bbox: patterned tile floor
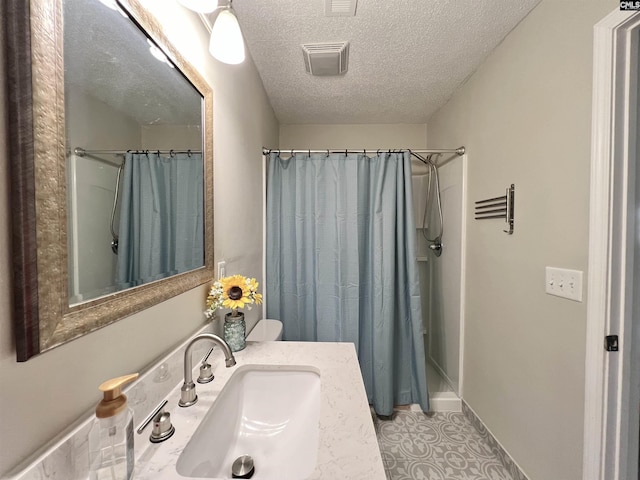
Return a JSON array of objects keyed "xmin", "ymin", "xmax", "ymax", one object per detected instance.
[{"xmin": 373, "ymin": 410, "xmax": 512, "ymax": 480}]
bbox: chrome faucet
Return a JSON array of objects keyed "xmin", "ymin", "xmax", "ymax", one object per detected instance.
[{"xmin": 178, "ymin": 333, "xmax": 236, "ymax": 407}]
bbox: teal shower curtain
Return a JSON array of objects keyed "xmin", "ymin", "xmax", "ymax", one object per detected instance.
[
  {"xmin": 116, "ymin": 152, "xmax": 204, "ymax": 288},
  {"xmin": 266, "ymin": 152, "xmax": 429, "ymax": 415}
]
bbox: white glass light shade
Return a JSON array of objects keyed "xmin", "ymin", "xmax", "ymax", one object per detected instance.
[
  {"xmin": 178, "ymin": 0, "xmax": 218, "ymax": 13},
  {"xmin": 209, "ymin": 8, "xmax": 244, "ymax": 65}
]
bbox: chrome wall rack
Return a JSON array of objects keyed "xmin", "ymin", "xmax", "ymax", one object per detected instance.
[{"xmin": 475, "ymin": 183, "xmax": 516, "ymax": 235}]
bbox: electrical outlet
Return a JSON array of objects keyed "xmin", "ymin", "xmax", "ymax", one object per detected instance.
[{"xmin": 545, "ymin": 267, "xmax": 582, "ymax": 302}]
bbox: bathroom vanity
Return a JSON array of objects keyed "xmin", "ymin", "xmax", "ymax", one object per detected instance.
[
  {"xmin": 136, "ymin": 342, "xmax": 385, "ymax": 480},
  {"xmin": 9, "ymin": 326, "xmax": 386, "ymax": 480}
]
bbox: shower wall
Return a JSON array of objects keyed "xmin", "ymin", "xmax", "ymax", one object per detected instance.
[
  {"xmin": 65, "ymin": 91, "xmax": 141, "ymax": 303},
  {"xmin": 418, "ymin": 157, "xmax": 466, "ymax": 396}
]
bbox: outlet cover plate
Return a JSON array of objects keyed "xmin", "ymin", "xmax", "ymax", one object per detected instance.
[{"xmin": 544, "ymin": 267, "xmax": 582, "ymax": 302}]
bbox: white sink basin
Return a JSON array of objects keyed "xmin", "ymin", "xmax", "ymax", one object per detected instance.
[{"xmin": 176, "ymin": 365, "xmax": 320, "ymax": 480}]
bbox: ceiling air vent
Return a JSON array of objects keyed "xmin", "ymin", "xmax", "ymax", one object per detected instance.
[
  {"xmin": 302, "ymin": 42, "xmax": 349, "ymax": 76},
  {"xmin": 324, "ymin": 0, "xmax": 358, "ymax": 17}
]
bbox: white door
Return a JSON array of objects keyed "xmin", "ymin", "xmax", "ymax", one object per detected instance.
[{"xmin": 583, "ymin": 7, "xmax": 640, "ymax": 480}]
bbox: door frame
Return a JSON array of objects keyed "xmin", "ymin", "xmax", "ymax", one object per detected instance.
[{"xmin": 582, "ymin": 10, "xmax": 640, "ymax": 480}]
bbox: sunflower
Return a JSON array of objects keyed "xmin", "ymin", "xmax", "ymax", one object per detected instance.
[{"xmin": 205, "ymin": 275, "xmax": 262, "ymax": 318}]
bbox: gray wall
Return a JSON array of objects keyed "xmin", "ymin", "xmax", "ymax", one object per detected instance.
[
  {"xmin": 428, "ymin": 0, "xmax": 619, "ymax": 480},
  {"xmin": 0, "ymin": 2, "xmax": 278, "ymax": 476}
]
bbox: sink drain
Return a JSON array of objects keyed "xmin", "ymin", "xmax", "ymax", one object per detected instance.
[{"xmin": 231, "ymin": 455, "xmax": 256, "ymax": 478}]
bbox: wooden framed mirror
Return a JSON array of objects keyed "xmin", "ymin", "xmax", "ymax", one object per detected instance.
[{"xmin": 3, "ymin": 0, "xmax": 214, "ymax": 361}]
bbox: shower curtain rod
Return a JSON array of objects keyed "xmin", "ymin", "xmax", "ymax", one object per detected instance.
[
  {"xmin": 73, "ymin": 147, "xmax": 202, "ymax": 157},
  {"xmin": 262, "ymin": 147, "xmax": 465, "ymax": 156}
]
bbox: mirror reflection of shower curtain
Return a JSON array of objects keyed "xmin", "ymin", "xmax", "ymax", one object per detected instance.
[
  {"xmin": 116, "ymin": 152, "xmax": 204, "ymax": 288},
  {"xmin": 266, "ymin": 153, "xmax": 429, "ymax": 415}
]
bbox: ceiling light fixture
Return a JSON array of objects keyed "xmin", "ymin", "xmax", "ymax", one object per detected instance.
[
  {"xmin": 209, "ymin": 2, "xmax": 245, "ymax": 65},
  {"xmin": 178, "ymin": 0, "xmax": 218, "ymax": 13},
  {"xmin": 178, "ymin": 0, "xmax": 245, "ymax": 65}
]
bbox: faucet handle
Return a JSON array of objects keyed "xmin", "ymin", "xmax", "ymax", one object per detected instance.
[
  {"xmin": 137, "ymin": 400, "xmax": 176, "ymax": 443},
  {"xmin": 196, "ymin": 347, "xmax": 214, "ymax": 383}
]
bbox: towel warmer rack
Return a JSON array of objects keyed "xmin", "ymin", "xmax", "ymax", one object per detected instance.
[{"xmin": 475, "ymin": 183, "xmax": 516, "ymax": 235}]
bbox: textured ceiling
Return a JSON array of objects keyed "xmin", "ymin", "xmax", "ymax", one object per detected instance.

» What is expected: Select every line of the material above that contains the word "outlet".

» Written response:
bbox: electrical outlet
bbox: outlet cover plate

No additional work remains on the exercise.